Format the stretch of the material from the line containing "Where in the frame above is the telehandler" through the line containing "(261, 25), (294, 62)", both included, as a JSON list of strings with one string per line and blank lines omitted.

## BEGIN RECORDS PROVIDED

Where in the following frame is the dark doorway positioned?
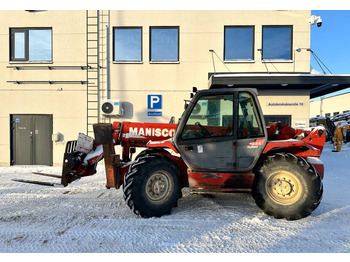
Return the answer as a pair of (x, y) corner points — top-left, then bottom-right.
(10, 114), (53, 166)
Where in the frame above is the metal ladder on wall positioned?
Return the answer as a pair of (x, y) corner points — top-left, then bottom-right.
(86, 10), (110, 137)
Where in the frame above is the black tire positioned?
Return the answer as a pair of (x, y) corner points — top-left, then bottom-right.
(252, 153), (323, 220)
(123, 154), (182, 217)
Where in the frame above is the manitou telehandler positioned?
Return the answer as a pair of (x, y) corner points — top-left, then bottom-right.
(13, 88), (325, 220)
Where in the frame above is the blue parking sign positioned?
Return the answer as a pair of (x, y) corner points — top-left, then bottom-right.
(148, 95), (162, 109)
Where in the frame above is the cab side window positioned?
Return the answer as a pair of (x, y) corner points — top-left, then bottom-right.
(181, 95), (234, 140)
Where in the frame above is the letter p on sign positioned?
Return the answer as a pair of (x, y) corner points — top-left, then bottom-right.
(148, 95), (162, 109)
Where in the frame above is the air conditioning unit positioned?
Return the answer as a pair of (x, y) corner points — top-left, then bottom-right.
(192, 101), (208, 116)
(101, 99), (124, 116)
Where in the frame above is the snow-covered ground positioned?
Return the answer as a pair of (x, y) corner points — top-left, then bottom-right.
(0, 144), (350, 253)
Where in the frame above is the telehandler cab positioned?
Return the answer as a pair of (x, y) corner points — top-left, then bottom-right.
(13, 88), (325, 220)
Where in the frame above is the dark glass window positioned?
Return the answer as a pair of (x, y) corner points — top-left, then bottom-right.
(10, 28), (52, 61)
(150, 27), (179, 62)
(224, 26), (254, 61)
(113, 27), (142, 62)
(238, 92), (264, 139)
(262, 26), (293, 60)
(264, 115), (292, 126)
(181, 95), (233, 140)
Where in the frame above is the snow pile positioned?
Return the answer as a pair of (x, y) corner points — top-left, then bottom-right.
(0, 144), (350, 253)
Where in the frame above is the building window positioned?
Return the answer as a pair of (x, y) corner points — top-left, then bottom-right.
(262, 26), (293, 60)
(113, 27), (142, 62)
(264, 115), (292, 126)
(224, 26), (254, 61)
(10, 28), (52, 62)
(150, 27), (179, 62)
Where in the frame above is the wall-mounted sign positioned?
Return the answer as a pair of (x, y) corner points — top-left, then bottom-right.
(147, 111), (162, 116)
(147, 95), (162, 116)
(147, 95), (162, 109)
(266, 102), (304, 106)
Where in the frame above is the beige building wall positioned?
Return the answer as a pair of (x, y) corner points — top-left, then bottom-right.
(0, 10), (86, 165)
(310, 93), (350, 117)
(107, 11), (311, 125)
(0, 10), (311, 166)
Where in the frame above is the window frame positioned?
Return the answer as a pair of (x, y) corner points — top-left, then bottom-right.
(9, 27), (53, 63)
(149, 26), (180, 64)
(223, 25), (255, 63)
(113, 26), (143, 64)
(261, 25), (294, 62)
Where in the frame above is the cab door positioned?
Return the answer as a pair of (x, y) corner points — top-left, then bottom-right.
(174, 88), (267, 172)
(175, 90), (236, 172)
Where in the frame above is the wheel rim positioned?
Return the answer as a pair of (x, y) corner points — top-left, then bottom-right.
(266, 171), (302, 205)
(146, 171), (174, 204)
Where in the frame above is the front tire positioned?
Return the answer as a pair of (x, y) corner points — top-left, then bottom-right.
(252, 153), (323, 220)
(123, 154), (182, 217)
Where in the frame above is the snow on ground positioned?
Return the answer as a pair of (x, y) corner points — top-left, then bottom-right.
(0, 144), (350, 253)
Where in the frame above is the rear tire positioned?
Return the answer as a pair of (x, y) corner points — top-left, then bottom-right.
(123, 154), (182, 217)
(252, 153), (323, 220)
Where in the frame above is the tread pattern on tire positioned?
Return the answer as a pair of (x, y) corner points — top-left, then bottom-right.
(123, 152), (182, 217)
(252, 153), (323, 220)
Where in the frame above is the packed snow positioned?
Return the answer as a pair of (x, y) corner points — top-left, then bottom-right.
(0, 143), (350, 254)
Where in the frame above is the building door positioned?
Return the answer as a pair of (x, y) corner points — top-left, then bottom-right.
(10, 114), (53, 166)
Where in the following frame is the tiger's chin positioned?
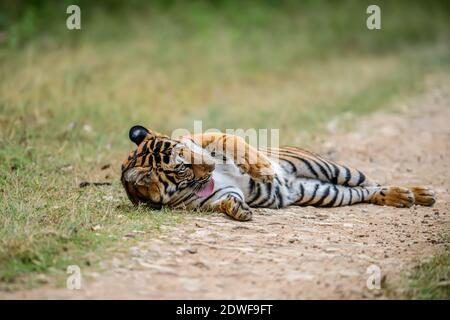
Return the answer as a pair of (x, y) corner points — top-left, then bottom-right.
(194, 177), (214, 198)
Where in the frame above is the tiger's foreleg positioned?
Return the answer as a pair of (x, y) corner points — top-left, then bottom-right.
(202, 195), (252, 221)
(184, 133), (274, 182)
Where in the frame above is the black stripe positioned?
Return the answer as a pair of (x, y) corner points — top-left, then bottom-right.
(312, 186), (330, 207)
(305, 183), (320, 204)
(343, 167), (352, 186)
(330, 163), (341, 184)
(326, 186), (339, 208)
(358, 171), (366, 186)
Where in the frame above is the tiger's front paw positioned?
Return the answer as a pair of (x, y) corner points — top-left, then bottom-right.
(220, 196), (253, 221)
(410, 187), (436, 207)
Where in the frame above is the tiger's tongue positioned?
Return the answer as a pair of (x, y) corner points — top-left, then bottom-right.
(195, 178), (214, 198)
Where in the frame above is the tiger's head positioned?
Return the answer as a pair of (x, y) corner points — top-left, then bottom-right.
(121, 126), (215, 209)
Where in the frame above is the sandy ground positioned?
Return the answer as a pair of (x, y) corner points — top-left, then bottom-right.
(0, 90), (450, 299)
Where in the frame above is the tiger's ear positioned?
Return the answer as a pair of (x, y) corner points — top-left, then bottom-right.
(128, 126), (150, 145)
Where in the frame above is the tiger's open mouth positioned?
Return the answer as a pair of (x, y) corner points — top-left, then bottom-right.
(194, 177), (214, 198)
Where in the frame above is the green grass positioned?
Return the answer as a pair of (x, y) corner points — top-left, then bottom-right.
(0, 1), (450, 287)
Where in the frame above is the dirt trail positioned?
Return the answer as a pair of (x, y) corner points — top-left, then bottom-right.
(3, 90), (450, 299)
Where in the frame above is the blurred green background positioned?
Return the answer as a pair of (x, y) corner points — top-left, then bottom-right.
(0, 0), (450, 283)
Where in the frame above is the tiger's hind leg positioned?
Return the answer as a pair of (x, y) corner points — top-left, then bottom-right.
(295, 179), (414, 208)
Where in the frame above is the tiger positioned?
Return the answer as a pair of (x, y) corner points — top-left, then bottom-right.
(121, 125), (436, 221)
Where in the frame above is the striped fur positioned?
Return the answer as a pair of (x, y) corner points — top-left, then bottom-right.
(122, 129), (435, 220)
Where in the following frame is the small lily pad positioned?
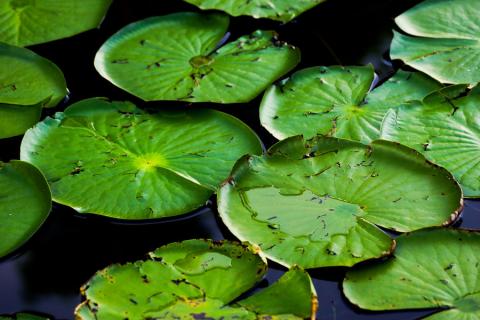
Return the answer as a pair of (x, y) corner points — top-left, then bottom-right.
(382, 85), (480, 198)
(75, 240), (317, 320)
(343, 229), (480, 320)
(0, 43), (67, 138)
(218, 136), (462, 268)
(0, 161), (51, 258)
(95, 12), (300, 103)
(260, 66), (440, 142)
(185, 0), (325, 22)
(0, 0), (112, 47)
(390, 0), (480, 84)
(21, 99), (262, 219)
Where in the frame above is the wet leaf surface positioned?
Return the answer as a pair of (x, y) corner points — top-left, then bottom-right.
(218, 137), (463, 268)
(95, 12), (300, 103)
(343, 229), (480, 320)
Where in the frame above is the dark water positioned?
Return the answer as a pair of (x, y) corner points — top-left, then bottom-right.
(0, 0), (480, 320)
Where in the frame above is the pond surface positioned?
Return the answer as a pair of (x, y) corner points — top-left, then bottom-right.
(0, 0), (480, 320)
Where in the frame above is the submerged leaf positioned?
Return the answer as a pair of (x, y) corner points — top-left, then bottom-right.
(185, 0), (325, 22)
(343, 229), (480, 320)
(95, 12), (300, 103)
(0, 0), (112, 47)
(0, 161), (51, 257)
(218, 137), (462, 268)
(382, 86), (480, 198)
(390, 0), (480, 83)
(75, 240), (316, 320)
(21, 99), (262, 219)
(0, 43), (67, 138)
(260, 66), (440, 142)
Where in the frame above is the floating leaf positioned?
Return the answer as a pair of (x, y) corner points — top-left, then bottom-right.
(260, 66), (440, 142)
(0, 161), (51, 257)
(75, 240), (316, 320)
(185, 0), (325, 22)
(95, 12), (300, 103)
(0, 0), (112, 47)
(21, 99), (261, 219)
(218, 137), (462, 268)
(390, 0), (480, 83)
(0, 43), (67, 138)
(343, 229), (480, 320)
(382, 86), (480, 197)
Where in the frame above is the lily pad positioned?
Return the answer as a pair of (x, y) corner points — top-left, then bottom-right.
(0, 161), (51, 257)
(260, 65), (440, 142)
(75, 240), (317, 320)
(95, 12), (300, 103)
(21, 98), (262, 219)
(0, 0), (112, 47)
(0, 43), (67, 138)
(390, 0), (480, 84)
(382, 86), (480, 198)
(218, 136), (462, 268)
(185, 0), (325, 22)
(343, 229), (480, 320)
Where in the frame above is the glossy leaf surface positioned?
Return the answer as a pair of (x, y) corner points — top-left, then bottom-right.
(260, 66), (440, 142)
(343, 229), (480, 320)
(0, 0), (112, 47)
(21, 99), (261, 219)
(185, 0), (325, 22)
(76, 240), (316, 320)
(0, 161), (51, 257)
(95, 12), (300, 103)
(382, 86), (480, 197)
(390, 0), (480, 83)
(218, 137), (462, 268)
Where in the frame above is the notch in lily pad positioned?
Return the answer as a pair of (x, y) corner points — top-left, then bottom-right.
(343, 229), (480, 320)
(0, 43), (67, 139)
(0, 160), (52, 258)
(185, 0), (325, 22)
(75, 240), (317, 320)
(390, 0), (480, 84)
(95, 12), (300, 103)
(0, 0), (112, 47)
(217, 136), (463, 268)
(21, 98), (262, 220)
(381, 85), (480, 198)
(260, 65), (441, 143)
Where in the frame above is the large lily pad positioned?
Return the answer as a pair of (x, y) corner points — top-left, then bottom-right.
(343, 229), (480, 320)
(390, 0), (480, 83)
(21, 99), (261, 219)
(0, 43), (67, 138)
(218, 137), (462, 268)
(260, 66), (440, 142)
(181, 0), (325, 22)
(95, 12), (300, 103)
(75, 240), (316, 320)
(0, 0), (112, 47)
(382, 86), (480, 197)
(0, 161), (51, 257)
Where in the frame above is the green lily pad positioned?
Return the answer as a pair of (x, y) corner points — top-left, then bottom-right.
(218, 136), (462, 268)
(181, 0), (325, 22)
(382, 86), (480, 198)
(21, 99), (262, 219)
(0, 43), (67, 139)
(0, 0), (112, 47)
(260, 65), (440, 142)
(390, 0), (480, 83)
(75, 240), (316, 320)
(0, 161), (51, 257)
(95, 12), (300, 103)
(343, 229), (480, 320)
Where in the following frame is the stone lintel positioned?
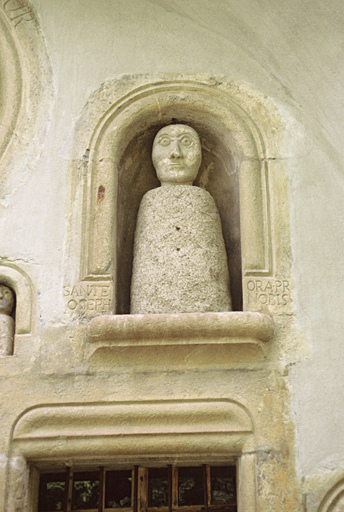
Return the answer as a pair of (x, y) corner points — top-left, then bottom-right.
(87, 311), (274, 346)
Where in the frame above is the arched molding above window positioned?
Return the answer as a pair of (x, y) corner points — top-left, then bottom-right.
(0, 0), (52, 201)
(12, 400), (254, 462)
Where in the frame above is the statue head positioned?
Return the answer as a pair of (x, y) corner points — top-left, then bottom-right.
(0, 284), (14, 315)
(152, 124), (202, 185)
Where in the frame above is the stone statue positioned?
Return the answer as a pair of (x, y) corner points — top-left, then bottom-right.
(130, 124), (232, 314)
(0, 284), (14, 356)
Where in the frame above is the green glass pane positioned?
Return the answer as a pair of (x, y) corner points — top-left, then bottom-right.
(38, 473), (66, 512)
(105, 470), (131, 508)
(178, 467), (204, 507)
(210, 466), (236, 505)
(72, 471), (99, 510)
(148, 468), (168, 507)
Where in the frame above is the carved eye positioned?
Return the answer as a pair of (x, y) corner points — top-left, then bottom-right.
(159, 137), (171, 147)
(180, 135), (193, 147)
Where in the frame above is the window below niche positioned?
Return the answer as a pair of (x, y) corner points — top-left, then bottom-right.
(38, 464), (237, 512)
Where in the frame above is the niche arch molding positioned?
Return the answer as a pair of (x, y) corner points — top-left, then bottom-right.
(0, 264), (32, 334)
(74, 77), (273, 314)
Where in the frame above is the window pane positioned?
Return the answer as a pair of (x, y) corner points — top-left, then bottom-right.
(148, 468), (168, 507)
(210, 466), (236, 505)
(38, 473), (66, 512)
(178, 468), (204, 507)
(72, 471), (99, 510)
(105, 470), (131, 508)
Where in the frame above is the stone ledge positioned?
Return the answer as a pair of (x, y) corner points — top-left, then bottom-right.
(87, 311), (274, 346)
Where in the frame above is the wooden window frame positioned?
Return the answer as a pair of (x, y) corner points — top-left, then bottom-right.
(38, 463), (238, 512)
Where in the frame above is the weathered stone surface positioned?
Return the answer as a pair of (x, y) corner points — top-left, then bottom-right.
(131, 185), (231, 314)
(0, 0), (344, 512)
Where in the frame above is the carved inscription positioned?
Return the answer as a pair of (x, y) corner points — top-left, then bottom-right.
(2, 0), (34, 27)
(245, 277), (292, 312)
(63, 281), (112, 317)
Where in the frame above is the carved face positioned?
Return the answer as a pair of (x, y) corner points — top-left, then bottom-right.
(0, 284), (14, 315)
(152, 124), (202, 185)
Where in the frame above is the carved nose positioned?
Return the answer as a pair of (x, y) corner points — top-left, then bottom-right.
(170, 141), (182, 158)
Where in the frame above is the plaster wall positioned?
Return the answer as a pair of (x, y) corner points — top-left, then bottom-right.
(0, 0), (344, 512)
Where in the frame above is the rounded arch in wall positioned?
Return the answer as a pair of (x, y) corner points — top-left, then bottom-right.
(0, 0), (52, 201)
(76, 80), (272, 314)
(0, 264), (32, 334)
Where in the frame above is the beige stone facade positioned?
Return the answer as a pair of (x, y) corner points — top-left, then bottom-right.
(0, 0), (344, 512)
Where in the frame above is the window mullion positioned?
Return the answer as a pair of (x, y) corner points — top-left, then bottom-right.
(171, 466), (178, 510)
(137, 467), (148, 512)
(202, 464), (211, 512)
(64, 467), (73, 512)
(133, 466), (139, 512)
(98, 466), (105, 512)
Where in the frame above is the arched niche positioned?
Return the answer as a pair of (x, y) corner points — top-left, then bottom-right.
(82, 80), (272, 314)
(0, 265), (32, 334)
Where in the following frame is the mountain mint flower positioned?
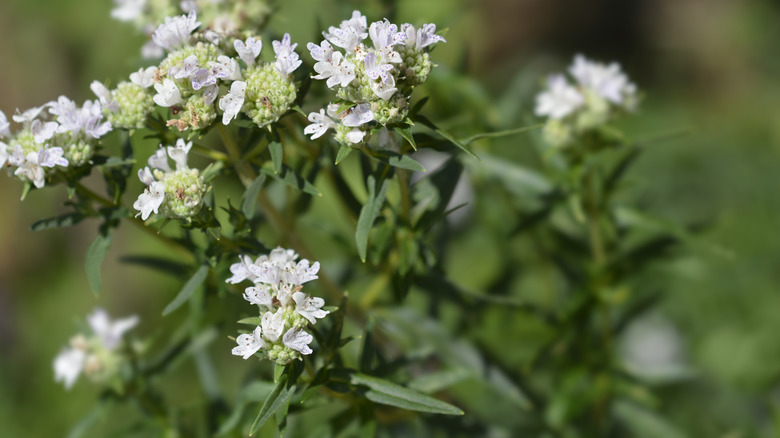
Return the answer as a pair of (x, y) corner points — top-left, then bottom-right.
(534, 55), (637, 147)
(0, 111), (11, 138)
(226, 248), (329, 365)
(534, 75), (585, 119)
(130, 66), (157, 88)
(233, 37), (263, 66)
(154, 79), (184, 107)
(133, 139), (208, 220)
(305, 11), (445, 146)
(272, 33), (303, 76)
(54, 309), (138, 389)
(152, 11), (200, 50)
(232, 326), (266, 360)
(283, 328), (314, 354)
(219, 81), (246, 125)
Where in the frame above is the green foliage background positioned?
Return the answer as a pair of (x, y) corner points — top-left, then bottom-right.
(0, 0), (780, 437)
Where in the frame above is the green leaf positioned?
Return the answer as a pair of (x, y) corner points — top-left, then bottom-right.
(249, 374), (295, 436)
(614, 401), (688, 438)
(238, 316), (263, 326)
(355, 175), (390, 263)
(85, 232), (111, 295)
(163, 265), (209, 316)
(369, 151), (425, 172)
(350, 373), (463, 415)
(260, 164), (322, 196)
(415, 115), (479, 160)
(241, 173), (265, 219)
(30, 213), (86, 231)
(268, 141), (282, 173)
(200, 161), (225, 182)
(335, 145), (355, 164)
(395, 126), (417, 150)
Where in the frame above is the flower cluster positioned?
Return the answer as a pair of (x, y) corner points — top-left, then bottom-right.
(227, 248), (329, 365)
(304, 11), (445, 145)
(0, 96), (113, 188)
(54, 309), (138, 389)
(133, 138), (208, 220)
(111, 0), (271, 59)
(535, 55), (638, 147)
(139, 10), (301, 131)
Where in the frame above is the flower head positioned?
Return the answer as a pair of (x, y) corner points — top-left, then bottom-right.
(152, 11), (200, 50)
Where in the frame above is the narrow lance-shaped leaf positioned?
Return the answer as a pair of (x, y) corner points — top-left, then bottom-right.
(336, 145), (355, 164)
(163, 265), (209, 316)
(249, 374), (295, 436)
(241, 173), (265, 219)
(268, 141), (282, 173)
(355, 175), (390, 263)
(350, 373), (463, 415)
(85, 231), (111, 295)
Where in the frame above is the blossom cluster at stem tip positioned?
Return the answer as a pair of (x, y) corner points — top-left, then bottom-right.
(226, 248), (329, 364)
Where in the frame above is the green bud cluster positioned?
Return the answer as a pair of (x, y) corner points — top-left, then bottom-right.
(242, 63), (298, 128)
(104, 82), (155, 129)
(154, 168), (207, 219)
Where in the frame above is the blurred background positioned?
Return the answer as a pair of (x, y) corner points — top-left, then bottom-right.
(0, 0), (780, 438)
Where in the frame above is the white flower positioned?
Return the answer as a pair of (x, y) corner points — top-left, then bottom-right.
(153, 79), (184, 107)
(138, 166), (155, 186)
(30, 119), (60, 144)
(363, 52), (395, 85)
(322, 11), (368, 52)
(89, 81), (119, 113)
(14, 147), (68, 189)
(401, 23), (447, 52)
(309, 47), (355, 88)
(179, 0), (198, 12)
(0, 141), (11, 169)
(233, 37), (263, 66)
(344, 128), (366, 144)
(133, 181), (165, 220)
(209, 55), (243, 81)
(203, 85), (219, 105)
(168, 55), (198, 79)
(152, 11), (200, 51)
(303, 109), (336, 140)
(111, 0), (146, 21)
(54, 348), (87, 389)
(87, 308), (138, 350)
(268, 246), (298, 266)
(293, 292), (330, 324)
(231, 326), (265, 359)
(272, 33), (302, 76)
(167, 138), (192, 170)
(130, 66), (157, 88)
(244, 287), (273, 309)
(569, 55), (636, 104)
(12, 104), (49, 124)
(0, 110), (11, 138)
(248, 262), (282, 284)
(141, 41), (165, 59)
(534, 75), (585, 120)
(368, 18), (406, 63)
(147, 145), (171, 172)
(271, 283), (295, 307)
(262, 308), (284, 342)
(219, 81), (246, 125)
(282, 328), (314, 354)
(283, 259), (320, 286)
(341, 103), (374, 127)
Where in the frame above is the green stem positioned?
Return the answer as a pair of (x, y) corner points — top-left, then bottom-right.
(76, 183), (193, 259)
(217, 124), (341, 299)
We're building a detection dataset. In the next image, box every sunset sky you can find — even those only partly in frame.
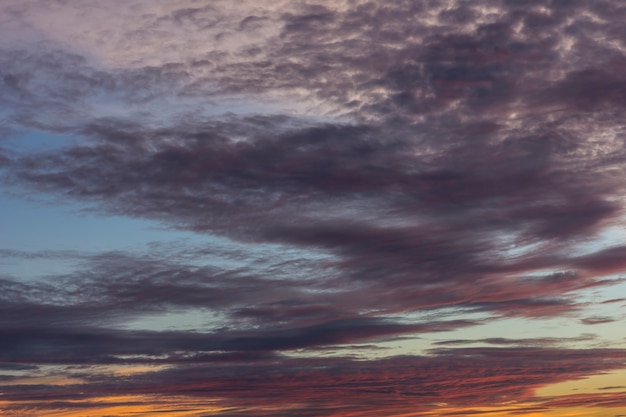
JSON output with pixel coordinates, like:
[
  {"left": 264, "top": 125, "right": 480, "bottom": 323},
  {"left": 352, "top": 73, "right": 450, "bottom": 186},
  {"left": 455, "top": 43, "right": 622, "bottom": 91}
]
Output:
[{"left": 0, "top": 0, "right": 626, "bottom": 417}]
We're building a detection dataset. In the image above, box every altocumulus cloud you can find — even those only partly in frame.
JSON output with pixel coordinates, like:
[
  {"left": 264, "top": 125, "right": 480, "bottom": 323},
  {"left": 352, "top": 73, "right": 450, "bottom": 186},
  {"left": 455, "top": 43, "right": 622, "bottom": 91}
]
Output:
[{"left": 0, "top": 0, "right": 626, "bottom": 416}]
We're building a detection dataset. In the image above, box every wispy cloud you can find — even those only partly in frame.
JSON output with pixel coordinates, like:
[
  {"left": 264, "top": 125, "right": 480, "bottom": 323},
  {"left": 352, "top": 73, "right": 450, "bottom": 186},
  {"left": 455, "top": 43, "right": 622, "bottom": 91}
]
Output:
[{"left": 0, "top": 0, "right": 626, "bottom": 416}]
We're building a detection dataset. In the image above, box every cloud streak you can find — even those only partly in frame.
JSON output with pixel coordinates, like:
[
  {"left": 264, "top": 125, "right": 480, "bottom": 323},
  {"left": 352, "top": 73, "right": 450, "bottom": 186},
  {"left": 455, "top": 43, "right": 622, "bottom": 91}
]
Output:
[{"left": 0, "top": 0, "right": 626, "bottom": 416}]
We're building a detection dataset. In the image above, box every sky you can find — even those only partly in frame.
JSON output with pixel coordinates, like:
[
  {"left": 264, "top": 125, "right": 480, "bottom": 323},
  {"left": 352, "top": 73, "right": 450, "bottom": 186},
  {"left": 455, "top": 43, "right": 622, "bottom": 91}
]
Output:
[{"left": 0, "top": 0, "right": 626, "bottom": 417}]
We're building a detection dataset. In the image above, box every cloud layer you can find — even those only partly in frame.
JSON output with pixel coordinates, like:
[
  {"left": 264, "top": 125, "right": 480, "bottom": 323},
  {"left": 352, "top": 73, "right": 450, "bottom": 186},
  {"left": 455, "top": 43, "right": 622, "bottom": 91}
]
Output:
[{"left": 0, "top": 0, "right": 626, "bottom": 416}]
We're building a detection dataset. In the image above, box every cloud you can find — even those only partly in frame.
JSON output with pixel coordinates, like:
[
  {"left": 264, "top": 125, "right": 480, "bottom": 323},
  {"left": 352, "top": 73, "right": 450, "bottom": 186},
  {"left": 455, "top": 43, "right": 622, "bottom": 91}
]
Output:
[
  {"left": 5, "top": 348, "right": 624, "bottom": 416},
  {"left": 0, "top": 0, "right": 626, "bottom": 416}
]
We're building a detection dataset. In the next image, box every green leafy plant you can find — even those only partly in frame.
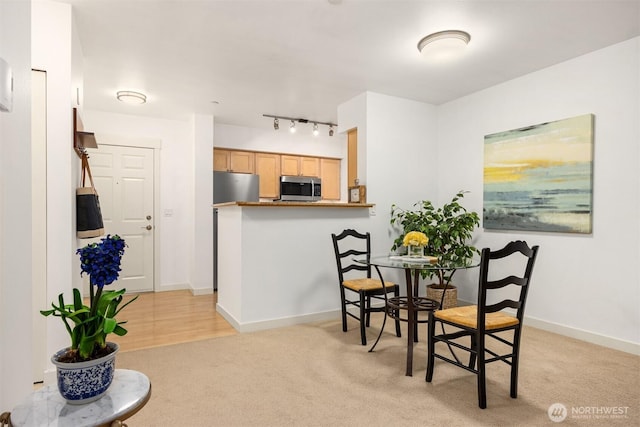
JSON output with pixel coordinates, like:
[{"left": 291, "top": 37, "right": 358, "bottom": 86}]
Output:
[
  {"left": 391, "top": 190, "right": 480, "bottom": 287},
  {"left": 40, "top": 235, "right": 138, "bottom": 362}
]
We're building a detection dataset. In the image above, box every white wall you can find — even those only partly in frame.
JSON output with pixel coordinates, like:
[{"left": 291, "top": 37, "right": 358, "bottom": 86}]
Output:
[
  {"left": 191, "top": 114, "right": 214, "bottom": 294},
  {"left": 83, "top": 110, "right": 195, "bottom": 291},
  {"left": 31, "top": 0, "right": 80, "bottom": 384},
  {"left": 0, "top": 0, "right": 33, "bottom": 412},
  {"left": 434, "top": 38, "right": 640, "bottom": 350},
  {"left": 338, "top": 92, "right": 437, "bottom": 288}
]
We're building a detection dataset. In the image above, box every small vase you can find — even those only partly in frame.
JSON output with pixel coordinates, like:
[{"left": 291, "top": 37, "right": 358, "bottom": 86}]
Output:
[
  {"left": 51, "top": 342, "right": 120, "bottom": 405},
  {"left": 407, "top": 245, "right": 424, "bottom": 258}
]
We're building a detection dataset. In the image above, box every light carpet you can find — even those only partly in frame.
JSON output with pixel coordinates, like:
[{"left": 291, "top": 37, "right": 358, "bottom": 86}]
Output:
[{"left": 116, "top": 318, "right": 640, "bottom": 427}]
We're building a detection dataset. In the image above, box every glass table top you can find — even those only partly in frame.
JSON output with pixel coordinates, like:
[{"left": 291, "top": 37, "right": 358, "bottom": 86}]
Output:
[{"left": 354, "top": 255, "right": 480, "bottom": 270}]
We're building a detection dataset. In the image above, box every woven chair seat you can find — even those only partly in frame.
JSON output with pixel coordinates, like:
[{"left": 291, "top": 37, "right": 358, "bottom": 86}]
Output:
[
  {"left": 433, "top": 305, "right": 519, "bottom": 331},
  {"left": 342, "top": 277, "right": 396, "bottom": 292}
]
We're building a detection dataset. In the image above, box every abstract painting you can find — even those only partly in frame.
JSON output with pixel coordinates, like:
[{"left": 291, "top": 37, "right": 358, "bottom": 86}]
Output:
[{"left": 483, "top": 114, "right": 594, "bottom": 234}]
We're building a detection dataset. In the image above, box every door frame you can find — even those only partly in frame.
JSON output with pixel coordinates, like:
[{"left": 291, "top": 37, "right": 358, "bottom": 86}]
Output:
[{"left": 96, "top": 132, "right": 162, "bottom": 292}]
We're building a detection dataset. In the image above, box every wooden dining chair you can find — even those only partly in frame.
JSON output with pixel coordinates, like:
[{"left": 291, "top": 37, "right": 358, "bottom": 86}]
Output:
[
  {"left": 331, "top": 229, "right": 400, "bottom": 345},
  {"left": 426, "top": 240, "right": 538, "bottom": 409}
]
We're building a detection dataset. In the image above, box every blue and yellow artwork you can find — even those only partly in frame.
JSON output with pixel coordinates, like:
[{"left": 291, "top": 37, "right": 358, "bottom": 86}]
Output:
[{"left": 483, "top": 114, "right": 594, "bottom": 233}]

## END RECORDS PROVIDED

### TASK SOLUTION
[
  "Where in the frame above is the telehandler cab positioned?",
  "Return the answer as a pair of (x, y) corner points — top-left, then bottom-right.",
  "(13, 88), (325, 220)",
  "Where in the frame above is the dark glass window positioned?",
  "Return the answer as a pair of (x, y) corner points — top-left, then bottom-right.",
  "(10, 28), (52, 61)",
  "(150, 27), (179, 62)",
  "(224, 26), (254, 61)",
  "(113, 27), (142, 62)",
  "(238, 92), (264, 139)",
  "(262, 26), (293, 60)",
  "(264, 115), (292, 126)",
  "(181, 95), (233, 140)",
  "Where in the frame above is the snow pile positioned?",
  "Return the answer as a pair of (x, y) corner points — top-left, then bottom-right.",
  "(0, 144), (350, 253)",
  "Where in the frame above is the building window positioned?",
  "Return the answer as a pair of (x, y) corner points — top-left, then bottom-right.",
  "(262, 26), (293, 60)",
  "(113, 27), (142, 62)",
  "(264, 115), (292, 126)",
  "(224, 26), (254, 61)",
  "(10, 28), (52, 62)",
  "(150, 27), (179, 62)",
  "Where in the frame above is the wall-mounted sign positioned?",
  "Return the answer as a pair of (x, y) corner points — top-left, then bottom-right.",
  "(147, 111), (162, 116)",
  "(147, 95), (162, 116)",
  "(147, 95), (162, 109)",
  "(266, 102), (304, 106)",
  "Where in the frame above is the beige building wall positioned?",
  "Return the answer as a pair of (x, y) corner points — top-left, then bottom-right.",
  "(0, 10), (86, 165)",
  "(310, 93), (350, 117)",
  "(107, 11), (311, 125)",
  "(0, 10), (311, 166)",
  "Where in the frame above is the window frame positioned?",
  "Return the answer as a pair of (x, y) corner points — top-left, then bottom-right.",
  "(9, 27), (53, 63)",
  "(149, 26), (180, 64)",
  "(223, 25), (255, 63)",
  "(113, 26), (143, 64)",
  "(261, 25), (294, 62)"
]